Segment Start: Supplied text

4 shopping scams to look out for this Holiday Season
It’s that time of year again: Black Friday! We all know the day after Thanksgiving to be one of the biggest shopping days of the year. Despite the pandemic, shoppers spent a record $9 billion on Black Friday in 2020. Whether you’re planning on tackling these sales or not, here are some scams to look out for:
We hear about phishing year-round but it's especially important to stay alert during the holidays. Hackers are looking to get their hands on any personal information they can: credit card numbers, social security numbers, or account login information. These cybercriminals will send our emails or text messages that may look official upon receiving them, but if you look closely, you’ll notice some discrepancies.
One of the major retailers to seriously look out for is Amazon. Hackers have been sending our fraudulent order notifications through email that resembles your typical order confirmation. If you receive an email with a substantial amount and are confused, it’s a natural reaction to reach out to customer service. These emails will most likely include contact information to do this. DO NOT CALL this number. This will result in the person asking you to confirm payment information to ‘cancel the order’. If you fall for this, they will have your information.
If you feel like something is off, reach out to the official Amazon customer service line. Confirm with the representative that the email is legitimate before doing anything else.
- The sender’s email address looks almost right but contains extra characters or misspellings.
- There are misspellings or bad grammar either in the subject line or anywhere in the body
- They address you with generic terms (“Mr.” or “Ms.” Or “Dear Customer”) instead of by name.
- The message warns that you need to take immediate action and asks you to click a link and enter personal details, especially payment information.
- The message promises a refund, coupons, or other freebies.
- The company logo in the email looks low-quality or just plain wrong.
Digital Credit Card Skimming
If you are unaware of what traditional credit card skimming is: a hacker places an object over a credit card reader, looks to be a part of the ATM, and when you skim your card, your information is collected and stolen. This type of attack is incredibly common and accounts for millions in stolen cash each year.
With the technology today, this is now occurring digitally. Hackers can now use malicious code to do this same thing when you are purchasing items through a website.
Unfortunately, there is no real reason to tell if or when a website is compromised. According to Tim Mackey, principal security strategist for Synopsis, “the only potential tell-tale sign might be that the website itself doesn’t look quite right.”
He suggests a few strategies you can use to protect yourself:
- Don’t save your credit card information on retail sites.
- If possible, use a third-party payment method like Apple Pay, Google Wallet, or PayPal.
- Enable purchase alerts on all your credit cards.
- Disable international purchases on all credit cards.
- Only make purchases over your home network or cellular network, never on a public Wi-Fi where your payment could be intercepted.
‘Secret-Sister’ gift exchange on Facebook
Do you actively scroll and interact on Facebook? You may have seen this scam in your feed. What internet strangers are calling ‘Secret Sister’, a play on the well-known game Secret Santa, is a pyramid scheme inviting you to purchase and exchange holiday gifts with strangers. The “Secret Sister’ exchange invitation promises you’ll receive $360 worth of gifts after purchasing and mailing a $10 gift for someone else. Some examples being, “swapping bottles of wine” and donating money to a “secret dog”.

Segment End: Supplied text
Segment Start: Data provided

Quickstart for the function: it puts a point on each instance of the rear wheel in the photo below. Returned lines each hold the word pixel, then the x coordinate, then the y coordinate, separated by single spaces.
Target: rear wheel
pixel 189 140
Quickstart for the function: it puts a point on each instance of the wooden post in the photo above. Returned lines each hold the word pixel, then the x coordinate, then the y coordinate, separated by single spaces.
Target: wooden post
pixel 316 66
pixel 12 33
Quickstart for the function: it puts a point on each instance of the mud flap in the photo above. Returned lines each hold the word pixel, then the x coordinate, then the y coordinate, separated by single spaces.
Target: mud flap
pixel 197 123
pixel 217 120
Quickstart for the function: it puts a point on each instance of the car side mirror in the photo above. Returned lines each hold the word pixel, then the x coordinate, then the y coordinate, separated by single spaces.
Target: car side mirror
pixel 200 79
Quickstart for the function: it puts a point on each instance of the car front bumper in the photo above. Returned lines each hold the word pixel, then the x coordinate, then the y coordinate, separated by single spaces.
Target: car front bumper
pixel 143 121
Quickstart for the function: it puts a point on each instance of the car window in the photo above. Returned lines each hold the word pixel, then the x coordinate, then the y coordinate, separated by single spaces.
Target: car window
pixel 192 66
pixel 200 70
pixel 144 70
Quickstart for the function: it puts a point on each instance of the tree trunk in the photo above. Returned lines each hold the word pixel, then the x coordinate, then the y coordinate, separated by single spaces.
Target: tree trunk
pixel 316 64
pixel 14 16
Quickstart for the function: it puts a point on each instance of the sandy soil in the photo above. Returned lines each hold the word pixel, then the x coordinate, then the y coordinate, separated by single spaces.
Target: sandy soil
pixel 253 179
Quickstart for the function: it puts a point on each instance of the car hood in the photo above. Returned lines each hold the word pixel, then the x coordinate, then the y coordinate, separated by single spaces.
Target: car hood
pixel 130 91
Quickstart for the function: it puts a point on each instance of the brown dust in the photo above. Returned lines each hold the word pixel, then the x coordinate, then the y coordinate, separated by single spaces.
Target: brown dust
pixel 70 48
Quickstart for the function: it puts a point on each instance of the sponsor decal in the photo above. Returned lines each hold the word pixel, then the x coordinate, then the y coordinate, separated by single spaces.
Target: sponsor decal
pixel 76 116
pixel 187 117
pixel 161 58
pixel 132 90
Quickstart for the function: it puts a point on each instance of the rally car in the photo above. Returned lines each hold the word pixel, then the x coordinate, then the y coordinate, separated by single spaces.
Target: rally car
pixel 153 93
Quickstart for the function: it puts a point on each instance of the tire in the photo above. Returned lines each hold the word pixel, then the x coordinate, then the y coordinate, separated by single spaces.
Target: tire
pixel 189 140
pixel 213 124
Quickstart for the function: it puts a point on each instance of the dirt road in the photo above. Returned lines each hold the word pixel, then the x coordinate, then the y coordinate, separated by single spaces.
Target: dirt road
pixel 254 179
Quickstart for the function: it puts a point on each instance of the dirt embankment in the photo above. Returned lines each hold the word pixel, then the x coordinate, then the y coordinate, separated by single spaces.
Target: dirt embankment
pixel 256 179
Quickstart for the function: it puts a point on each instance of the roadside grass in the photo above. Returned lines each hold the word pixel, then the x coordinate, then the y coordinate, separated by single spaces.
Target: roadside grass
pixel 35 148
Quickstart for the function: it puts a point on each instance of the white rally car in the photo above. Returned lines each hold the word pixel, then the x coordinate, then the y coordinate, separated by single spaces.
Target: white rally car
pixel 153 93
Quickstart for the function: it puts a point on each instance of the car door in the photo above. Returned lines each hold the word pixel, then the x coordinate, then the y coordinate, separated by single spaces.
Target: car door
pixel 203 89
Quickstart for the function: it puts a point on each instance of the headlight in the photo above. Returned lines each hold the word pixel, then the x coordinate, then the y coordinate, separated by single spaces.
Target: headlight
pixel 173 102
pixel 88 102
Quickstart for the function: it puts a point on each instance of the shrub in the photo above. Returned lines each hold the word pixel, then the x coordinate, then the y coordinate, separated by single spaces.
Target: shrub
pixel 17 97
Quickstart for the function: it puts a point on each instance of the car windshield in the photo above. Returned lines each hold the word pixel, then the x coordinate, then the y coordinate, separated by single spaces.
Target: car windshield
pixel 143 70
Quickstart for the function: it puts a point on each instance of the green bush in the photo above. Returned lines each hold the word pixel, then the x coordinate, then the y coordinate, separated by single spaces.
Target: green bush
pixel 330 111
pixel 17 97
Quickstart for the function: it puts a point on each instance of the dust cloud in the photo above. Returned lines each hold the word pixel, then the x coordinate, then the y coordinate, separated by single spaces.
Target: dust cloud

Segment End: Data provided

• Assigned task 1: Edit the passage of the holiday shopping scams text from "- The sender’s" up to and including "of by name.", replacing "Dear Customer" with "Valued Customer".
• Assigned task 2: According to the holiday shopping scams text, what kinds of personal information do hackers try to obtain through phishing? List every one.

• Answer section 1:
- The sender’s email address looks almost right but contains extra characters or misspellings.
- There are misspellings or bad grammar either in the subject line or anywhere in the body
- They address you with generic terms (“Mr.” or “Ms.” Or “Valued Customer”) instead of by name.

• Answer section 2:
- Credit card numbers
- Social security numbers
- Account login information